> Short problem:
Please output exactly the run of lines that starts at the line with "Where can you see the speckled" and ends at the last line of the records below.

> Raw records:
|---|
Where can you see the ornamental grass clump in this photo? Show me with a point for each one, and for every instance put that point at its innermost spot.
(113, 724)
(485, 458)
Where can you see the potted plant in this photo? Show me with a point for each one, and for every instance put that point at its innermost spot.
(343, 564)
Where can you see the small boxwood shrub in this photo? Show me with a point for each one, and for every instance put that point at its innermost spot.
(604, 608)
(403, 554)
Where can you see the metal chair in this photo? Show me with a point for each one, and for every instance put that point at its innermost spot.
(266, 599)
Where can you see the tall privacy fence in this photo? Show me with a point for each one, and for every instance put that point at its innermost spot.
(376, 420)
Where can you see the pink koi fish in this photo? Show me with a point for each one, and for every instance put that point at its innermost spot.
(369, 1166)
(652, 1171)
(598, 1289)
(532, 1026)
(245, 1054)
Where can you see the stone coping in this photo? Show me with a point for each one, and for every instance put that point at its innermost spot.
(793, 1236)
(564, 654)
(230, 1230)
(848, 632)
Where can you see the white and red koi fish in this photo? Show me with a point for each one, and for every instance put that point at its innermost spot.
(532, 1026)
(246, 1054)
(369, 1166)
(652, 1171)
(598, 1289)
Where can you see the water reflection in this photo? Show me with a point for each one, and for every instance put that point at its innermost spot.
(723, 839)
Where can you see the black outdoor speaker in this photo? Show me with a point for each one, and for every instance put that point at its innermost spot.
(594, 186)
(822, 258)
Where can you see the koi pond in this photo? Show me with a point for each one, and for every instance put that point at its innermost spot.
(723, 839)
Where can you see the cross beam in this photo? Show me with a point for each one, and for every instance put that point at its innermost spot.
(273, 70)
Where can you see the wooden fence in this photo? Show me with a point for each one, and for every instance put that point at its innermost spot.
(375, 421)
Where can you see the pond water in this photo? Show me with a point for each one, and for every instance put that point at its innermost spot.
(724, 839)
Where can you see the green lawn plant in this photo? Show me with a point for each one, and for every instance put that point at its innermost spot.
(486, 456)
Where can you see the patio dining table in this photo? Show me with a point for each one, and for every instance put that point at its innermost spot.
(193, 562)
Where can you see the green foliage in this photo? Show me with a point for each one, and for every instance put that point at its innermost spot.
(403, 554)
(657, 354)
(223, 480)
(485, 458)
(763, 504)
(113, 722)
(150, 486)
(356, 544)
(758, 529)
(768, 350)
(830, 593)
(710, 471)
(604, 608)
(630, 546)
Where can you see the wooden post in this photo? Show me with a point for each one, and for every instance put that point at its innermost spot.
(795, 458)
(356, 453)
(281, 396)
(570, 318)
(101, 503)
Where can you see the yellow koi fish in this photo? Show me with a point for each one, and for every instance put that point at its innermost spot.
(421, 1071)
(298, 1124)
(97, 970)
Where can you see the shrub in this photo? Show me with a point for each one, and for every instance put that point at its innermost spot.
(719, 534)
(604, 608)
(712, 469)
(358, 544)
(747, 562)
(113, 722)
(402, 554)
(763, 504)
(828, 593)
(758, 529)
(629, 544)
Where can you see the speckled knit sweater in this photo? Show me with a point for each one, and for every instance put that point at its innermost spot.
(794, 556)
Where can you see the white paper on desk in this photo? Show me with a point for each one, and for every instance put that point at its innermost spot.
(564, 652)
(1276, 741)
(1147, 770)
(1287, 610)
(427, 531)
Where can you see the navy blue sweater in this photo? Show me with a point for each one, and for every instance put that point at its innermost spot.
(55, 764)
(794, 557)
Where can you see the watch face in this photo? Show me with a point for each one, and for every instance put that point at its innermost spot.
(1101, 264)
|---|
> Solution for this problem:
Where can you see the speckled knit sweater in this photo? Show me with a point for each one, and for every instance put that point at its innermost spot.
(794, 556)
Where can you see the white paper on desk in this photo? Show me with a point for each one, and for every instance put that point at its innermost spot.
(564, 652)
(1276, 741)
(1147, 770)
(1287, 610)
(427, 531)
Where can you see the navy blue sweater in this photo? Show me with a point for each one, and for every instance put that point at its innermost spot.
(55, 764)
(794, 557)
Where can you see the watch face in this photo? Show me with a point for each one, and for every instance put that point at its innermost spot.
(1101, 264)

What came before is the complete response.